▶ CONSIGNE A: Indiquez si chacun des énoncés suivants est conforme au texte ci-dessous sur l'accompagnement médico-social, en répondant par oui ou par non et en citant les mots décisifs du texte. (i) On est passé d'une approche sociale et écosystémique à une approche individuelle et biomédicale. (ii) L'approche sociale et écosystémique engage à agir sur l'environnement. (iii) Le texte attribue à SERAFIN-PH une conception des besoins comme écarts par rapport à une norme socialement instituée.
▶ CONSIGNE B: D'après le texte ci-dessous sur l'accompagnement médico-social, à quoi l'approche individuelle et biomédicale attribue-t-elle le handicap ou les situations de handicap ?

Les paradoxes d'une approche individuelle
Nul ne peut
contester aujourd’hui qu’un usager de l’accompagnement médico-social ne puisse
être au centre de cet accompagnement, qui le concerne au premier chef : le
texte sociétal, le discours politique et les pratiques professionnelles sont
basées sur cette évidence (qui n’a pas toujours été une évidence).
L’investissement de la personne dans l’élaboration de son projet, sa
responsabilisation, son autodétermination, les dispositifs pour faire valoir
les droits individuels, les offres de choix, les organisations de dispositifs,
ont tous pour référence de mettre l’usager et son projet au centre de l’action
et de l’accompagnement. Cette référence fait rupture avec les anciennes
références, où les usagers étaient soumis unilatéralement aux projets, aux
missions, aux dispositifs, à l’expertise des professionnels, aux pratiques
pensées par l’établissement spécialisé, « pour leur bien ».
Se dessine donc
bien aujourd’hui une philosophie de l’accompagnement individualisé,
personnalisé, adapté à la personne dans son unicité. Mais on peut se poser la
question de savoir si cette philosophie ne contient pas en elle-même un
paradoxe. En effet, si l’on observe l’évolution des conceptions du handicap et
des situation de vie des personnes handicapées, on voit clairement que l’on est
passé d’une approche individuelle et biomédicale à une approche sociale et
écosystémique. Approche individuelle et biomédicale : le handicap ou les
situations de handicap sont attribuées aux caractéristiques individuelles de la
personne, en particulier à ses caractéristiques déficitaires et incapacitaires.
Dans cette hypothèse, il y a lieu de réhabiliter les corps et les aptitudes de
la personne, pour les rendre moins handicapées et plus conformes aux normes. Approche
sociale et écosystémique : les situations de handicap sont produites dans
et par l’interaction entre les caractéristiques personnelles et les
caractéristiques des environnements, et c’est l’environnement ou le non accès
aux droits qui empêchent la réalisation de certaines habitudes de vie, et qui
produisent des situations de handicap vécues par les personnes. Cette dernière
approche engage à des actions sur l’environnement, au sens large, pour le
rendre plus « accessible ».
Le paradoxe de
l’individualisation des réponses, des projets des personnes, c’est d’ancrer les
nouvelles problématiques dans l’ancien paradigme de l’approche individuelle et
inévitablement et tendanciellement biomédicale. Le risque est de mettre la
focale sur les besoins, conçus comme écarts par rapport à une norme socialement
instituée (c’est la proposition de SERAFIN-PH) en oblitérant les changements
structurels nécessaire des conditions de vie et de l’environnement immédiat ou
moins immédiat, sans lesquels les personnes seront toujours devant le plafond
de verre de leur exclusion.

▶ MATÉRIEL FOURNI:
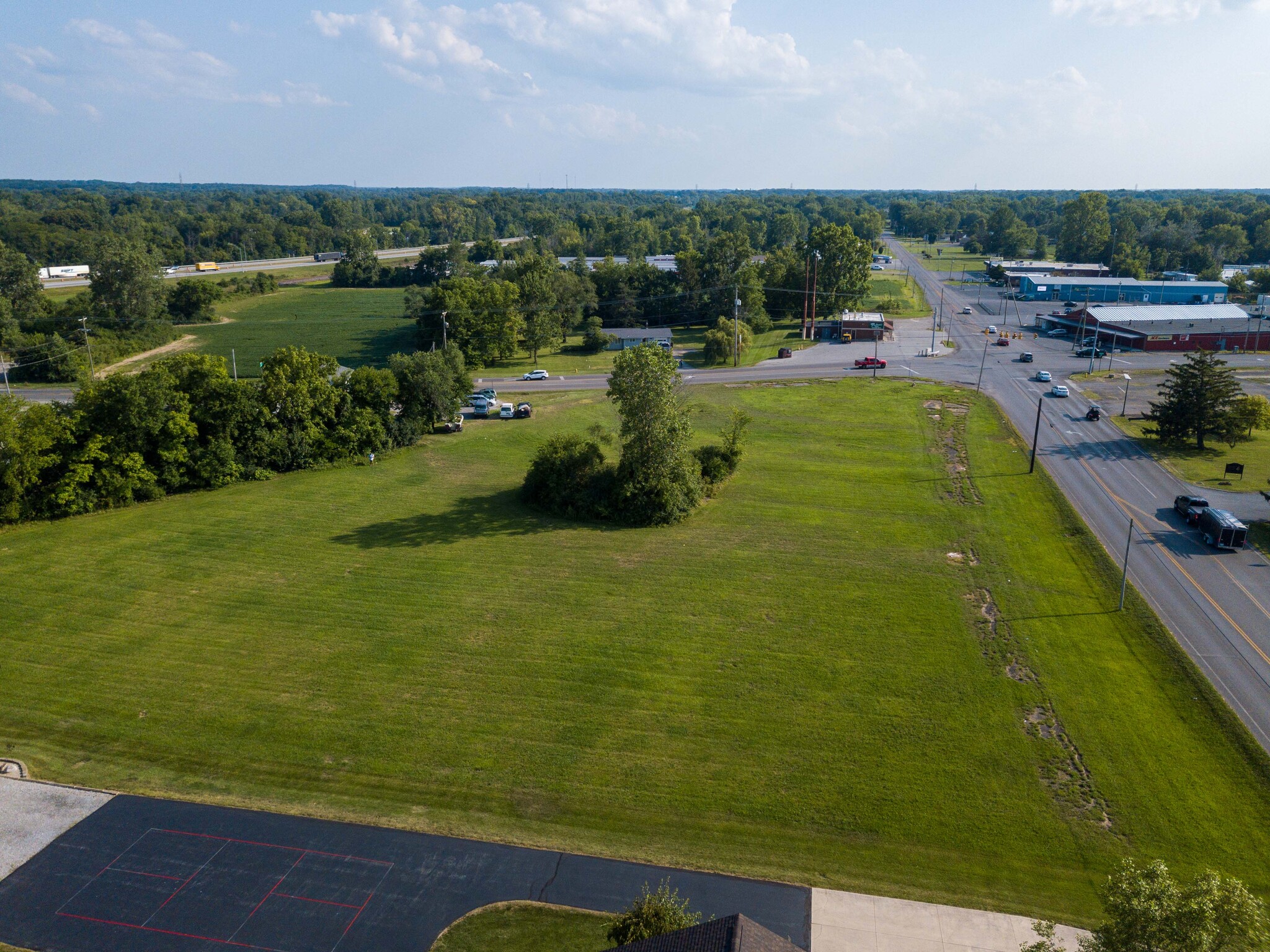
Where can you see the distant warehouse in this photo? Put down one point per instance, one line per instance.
(1166, 327)
(1037, 287)
(636, 337)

▶ RÉPONSE ATTENDUE A:
(i) Non : « on est passé d’une approche individuelle et biomédicale à une approche sociale et écosystémique ».
(ii) Oui : « Cette dernière approche engage à des actions sur l’environnement ».
(iii) Oui : « conçus comme écarts par rapport à une norme socialement instituée (c’est la proposition de SERAFIN-PH) ».

▶ RÉPONSE ATTENDUE B: Aux caractéristiques individuelles de la personne, en particulier à ses caractéristiques déficitaires et incapacitaires.